▶ **Prompt**: Rewrite the lines below as a numbered list, leaving out any blank lines.

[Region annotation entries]
——————————
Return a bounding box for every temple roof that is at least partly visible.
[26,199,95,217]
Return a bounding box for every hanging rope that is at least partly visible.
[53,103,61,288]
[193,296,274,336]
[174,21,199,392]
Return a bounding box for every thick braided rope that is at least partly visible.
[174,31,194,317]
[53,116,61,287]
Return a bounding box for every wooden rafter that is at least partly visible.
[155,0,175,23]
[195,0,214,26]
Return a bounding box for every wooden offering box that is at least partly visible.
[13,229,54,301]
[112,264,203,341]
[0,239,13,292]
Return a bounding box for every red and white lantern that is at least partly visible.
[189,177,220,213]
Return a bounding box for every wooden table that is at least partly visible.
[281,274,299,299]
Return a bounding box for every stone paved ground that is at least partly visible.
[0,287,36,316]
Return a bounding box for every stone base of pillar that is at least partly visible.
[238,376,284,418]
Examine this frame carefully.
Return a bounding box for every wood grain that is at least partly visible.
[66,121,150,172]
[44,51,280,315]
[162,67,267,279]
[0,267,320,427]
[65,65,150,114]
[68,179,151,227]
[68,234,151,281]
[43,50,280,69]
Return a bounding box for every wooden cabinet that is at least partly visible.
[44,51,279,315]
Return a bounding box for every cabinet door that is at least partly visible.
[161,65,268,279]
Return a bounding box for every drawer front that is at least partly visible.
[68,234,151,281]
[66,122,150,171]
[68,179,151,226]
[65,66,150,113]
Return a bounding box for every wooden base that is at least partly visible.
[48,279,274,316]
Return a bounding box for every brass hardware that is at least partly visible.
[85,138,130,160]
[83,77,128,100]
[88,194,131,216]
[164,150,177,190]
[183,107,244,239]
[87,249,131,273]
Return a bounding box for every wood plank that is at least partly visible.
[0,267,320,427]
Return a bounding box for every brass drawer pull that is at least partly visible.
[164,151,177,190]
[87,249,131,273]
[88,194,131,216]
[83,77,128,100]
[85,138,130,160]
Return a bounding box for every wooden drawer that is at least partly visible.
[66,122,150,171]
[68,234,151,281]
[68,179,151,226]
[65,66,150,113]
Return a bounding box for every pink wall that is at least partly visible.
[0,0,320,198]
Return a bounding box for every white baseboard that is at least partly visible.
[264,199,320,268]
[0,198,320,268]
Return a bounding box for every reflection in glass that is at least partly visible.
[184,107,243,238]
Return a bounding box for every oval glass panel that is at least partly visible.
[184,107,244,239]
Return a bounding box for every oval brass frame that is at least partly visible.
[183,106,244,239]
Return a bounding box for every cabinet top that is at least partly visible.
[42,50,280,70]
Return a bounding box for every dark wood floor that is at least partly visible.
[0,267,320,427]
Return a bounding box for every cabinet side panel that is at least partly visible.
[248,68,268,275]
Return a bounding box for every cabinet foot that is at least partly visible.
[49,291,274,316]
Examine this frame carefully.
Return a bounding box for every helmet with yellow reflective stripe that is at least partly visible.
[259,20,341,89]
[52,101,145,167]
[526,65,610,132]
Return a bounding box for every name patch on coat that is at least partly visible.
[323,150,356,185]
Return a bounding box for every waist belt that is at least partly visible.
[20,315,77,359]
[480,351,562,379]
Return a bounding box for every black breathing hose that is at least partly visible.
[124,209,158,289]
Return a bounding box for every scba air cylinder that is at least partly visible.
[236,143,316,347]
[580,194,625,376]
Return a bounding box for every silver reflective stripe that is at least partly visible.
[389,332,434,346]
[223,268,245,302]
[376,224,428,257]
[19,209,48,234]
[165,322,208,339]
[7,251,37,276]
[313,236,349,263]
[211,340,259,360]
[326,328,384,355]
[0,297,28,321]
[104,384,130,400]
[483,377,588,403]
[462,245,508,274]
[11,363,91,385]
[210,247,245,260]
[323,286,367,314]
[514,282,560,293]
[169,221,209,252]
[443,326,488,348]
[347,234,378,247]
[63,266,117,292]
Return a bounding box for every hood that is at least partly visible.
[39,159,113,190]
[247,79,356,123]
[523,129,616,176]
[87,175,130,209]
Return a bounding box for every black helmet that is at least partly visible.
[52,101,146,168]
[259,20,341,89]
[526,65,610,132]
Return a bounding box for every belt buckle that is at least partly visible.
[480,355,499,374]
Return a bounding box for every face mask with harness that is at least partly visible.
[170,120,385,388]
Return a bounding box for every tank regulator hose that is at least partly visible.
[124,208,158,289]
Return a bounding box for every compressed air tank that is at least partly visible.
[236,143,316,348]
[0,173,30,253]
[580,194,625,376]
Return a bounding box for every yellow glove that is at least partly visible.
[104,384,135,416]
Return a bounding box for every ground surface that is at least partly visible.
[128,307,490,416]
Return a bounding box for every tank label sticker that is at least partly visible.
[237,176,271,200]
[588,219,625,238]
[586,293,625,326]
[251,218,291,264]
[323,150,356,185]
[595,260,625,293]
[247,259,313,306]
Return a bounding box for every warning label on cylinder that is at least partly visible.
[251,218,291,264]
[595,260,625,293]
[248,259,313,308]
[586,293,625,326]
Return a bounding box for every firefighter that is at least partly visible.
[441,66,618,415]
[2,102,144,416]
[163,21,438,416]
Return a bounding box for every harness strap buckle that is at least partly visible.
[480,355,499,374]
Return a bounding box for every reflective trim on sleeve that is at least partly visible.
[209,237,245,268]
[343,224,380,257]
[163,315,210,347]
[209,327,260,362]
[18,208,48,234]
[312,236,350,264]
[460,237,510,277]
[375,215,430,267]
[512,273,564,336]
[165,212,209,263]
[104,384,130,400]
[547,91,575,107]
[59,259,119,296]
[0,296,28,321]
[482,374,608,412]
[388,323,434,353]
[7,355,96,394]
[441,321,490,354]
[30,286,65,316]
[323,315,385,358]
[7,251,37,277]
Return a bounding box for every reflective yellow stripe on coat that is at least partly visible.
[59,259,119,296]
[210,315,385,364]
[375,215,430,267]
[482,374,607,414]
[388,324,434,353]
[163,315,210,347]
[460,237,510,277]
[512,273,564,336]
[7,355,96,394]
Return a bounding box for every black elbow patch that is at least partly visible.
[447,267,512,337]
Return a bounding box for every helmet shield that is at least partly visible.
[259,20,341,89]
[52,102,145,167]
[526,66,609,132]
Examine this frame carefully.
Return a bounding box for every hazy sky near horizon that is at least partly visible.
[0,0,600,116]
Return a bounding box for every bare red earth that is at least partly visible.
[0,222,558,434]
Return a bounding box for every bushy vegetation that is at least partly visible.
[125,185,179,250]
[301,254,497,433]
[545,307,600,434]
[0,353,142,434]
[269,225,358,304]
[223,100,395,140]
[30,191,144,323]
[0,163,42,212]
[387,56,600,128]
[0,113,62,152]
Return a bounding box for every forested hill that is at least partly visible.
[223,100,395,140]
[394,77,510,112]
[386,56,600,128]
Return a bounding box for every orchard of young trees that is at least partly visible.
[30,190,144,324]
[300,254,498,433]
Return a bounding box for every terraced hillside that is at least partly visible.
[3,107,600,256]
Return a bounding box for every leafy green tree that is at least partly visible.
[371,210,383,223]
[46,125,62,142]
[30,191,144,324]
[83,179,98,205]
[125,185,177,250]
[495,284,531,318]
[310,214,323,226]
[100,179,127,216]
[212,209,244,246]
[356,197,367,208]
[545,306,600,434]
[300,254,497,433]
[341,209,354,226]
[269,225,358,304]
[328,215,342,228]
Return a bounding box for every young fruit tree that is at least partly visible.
——————————
▶ **Exercise answer**:
1. Return a bounding box for every temple roof that is at least partly visible.
2. [26,199,95,217]
3. Return a bounding box for every hanging rope that is at least partly visible.
4. [53,103,61,288]
5. [193,296,274,336]
6. [174,21,199,392]
7. Return a bounding box for every thick braided rope that is at least partly visible.
8. [174,31,194,317]
9. [53,116,61,287]
10. Return a bounding box for every wooden rafter that is at least partly visible.
11. [155,0,175,23]
12. [195,0,214,26]
13. Return a bounding box for every wooden offering box that is at least partly visible.
14. [13,229,54,301]
15. [112,264,203,341]
16. [0,239,13,292]
17. Return a bounding box for every red and white lantern that is at least partly visible.
18. [189,177,220,213]
19. Return a bounding box for every wooden table that is at least partly visible.
20. [281,274,299,299]
21. Return a bounding box for every stone paved ground that is at least partly visible.
22. [0,287,36,316]
23. Return a bounding box for every stone base of pillar that is at least partly visible.
24. [238,376,284,418]
25. Examine this frame carefully.
26. Return a bounding box for every wood grain that is at least partly visible.
27. [66,121,150,172]
28. [44,51,280,315]
29. [162,67,267,279]
30. [0,267,320,427]
31. [65,65,150,114]
32. [68,179,151,227]
33. [68,234,151,281]
34. [43,50,280,69]
35. Return a bounding box for every wooden cabinet that is at least partly visible.
36. [44,51,279,315]
37. Return a bounding box for every cabinet door that is at least partly visible.
38. [161,65,268,279]
39. Return a bounding box for every drawer front that is at least partly visible.
40. [68,234,151,281]
41. [66,122,150,171]
42. [68,179,151,226]
43. [65,66,150,113]
44. Return a bounding box for every wooden base that is at least partly visible.
45. [48,279,274,316]
46. Return a bounding box for every brass hardware that is at least partly visible.
47. [85,138,130,160]
48. [83,77,128,100]
49. [88,194,131,216]
50. [164,150,177,190]
51. [183,107,244,239]
52. [87,249,131,273]
53. Return a bounding box for every wood plank that is at least partly visible.
54. [0,267,320,427]
55. Return a bounding box for every brass drawer pull that is at least partly visible.
56. [164,151,177,190]
57. [87,249,131,273]
58. [88,194,131,216]
59. [83,77,128,100]
60. [85,138,130,160]
61. Return a bounding box for every wooden drawer that is at least partly visible.
62. [66,122,150,171]
63. [68,234,151,281]
64. [68,179,151,226]
65. [65,66,150,113]
66. Return a bounding box for every pink wall that is at least partly visible.
67. [0,0,320,198]
68. Return a bounding box for every white baseboard that is at least partly visible.
69. [264,199,320,268]
70. [0,198,320,268]
71. Return a bounding box for every reflection in glass that is at least partly visible.
72. [184,107,243,238]
73. Return a bounding box for every oval glass panel that is at least partly visible.
74. [184,107,244,239]
75. Return a bounding box for every oval brass frame that is at least partly visible.
76. [183,106,244,239]
77. Return a bounding box for every cabinet top that is at least partly visible.
78. [42,50,280,70]
79. Return a bounding box for every dark wood floor that is at least partly visible.
80. [0,267,320,427]
81. Return a bounding box for every cabinet side panel that is at least partly visible.
82. [248,68,268,275]
83. Return a bounding box for every cabinet foot that is at least partly visible.
84. [49,291,274,316]
85. Examine this frame carefully.
86. Return a bounding box for every helmet with yellow reflective stripe that is at least partly visible.
87. [259,20,341,89]
88. [52,101,145,167]
89. [526,65,610,132]
90. Return a bounding box for every name patch on coat that is at least partly visible.
91. [323,150,356,185]
92. Return a bounding box for every waist belt that is at least partly visible.
93. [20,315,77,359]
94. [480,351,562,379]
95. Return a bounding box for every black breathing hose that is at least partly visible.
96. [124,209,158,289]
97. Return a bounding box for every scba air cylinder that is at least partly visible.
98. [236,143,316,347]
99. [580,194,625,376]
100. Return a bounding box for every silver reflective stripe that is at least partly visible.
101. [389,332,434,346]
102. [223,268,245,302]
103. [376,224,428,257]
104. [19,209,48,234]
105. [165,322,208,339]
106. [7,251,37,276]
107. [313,236,349,263]
108. [211,340,259,360]
109. [326,328,384,355]
110. [0,297,28,321]
111. [104,384,130,400]
112. [483,377,588,403]
113. [462,245,508,274]
114. [11,363,91,385]
115. [210,247,245,260]
116. [323,286,367,314]
117. [514,282,560,293]
118. [169,221,209,252]
119. [443,326,488,348]
120. [347,234,378,247]
121. [63,266,117,292]
122. Return a bounding box for every hood that is at least partly visible.
123. [39,159,113,190]
124. [247,79,356,123]
125. [523,129,616,176]
126. [87,175,130,209]
127. Return a bounding box for every black helmet that is at least partly visible.
128. [52,101,146,168]
129. [259,20,341,89]
130. [526,65,610,132]
131. Return a bounding box for every belt buckle that is at least partly visible.
132. [480,355,499,374]
133. Return a bounding box for every face mask with harness that is at least partly visible.
134. [170,120,385,388]
135. Return a bounding box for every tank regulator hose that is at least partly visible.
136. [124,208,158,289]
137. Return a bounding box for every compressed air tank that is at least partly visible.
138. [236,143,316,348]
139. [0,173,30,253]
140. [580,194,625,376]
141. Return a bounding box for every yellow glove that is at least partly visible.
142. [104,384,135,416]
143. Return a bounding box for every ground surface that is at least partly visible.
144. [128,307,490,416]
145. Return a bounding box for every tank label sticker that is at least partly visible.
146. [237,176,271,200]
147. [588,219,625,238]
148. [586,293,625,326]
149. [251,218,291,264]
150. [323,150,356,185]
151. [595,260,625,293]
152. [247,259,313,306]
153. Return a bounding box for every warning label on cylinder that is at least partly visible.
154. [251,218,291,264]
155. [595,260,625,293]
156. [248,259,313,308]
157. [586,293,625,326]
158. Return a bounding box for every firefighter that is at least partly visible.
159. [441,66,618,415]
160. [2,102,144,416]
161. [163,21,438,416]
162. Return a bounding box for every harness strap buckle that is at least partly visible.
163. [480,355,499,374]
164. Return a bounding box for every reflective trim on sleeve that is at least partly visible.
165. [209,237,245,268]
166. [343,224,380,257]
167. [163,315,210,347]
168. [209,327,260,362]
169. [18,208,48,234]
170. [312,236,350,264]
171. [460,237,510,277]
172. [375,215,430,267]
173. [512,273,564,336]
174. [165,212,209,263]
175. [104,384,130,400]
176. [547,91,575,107]
177. [59,259,119,296]
178. [0,296,28,321]
179. [482,374,608,412]
180. [388,323,434,353]
181. [7,355,96,394]
182. [441,321,490,354]
183. [30,286,65,316]
184. [323,315,385,358]
185. [7,251,37,277]
186. Return a bounding box for every reflective yellow stripe on coat that is at least partly visible.
187. [59,259,119,296]
188. [210,315,385,364]
189. [375,215,430,267]
190. [482,374,607,414]
191. [388,324,434,353]
192. [163,315,210,347]
193. [460,237,510,277]
194. [512,273,564,336]
195. [7,355,96,394]
196. Return a bounding box for every black elbow patch that is at least partly visible.
197. [447,267,512,337]
198. Return a bounding box for every helmet shield that is at least partly visible.
199. [259,20,341,89]
200. [52,102,145,167]
201. [526,66,609,132]
202. Examine this frame carefully.
203. Return a bounding box for every hazy sky near horizon that is at least partly visible.
204. [0,0,600,116]
205. Return a bounding box for every bare red earth that is at least partly visible.
206. [0,222,558,434]
207. Return a bounding box for every bushy vegetation that is at least partly visible.
208. [125,185,179,250]
209. [301,254,497,433]
210. [545,307,600,434]
211. [0,353,142,434]
212. [269,225,358,304]
213. [223,100,395,140]
214. [30,191,144,323]
215. [0,163,42,212]
216. [387,56,600,128]
217. [0,113,62,152]
218. Return a bounding box for every forested hill that is at least partly visible.
219. [223,100,395,140]
220. [394,77,510,112]
221. [386,56,600,128]
222. Return a bounding box for every orchard of young trees that is at least partly visible.
223. [30,190,144,324]
224. [300,254,498,433]
225. Return a bounding box for every terraced hillside that is at least partly visible.
226. [3,107,600,256]
227. Return a bounding box for every leafy green tree that is at least partly visible.
228. [371,210,383,223]
229. [46,125,62,142]
230. [30,191,144,324]
231. [83,179,98,205]
232. [125,185,177,250]
233. [495,284,531,318]
234. [310,214,323,226]
235. [100,179,127,216]
236. [212,209,244,246]
237. [356,197,367,208]
238. [545,306,600,434]
239. [300,254,497,433]
240. [341,209,354,226]
241. [269,225,358,304]
242. [328,215,342,228]
243. Return a bounding box for every young fruit tree that is at least partly visible.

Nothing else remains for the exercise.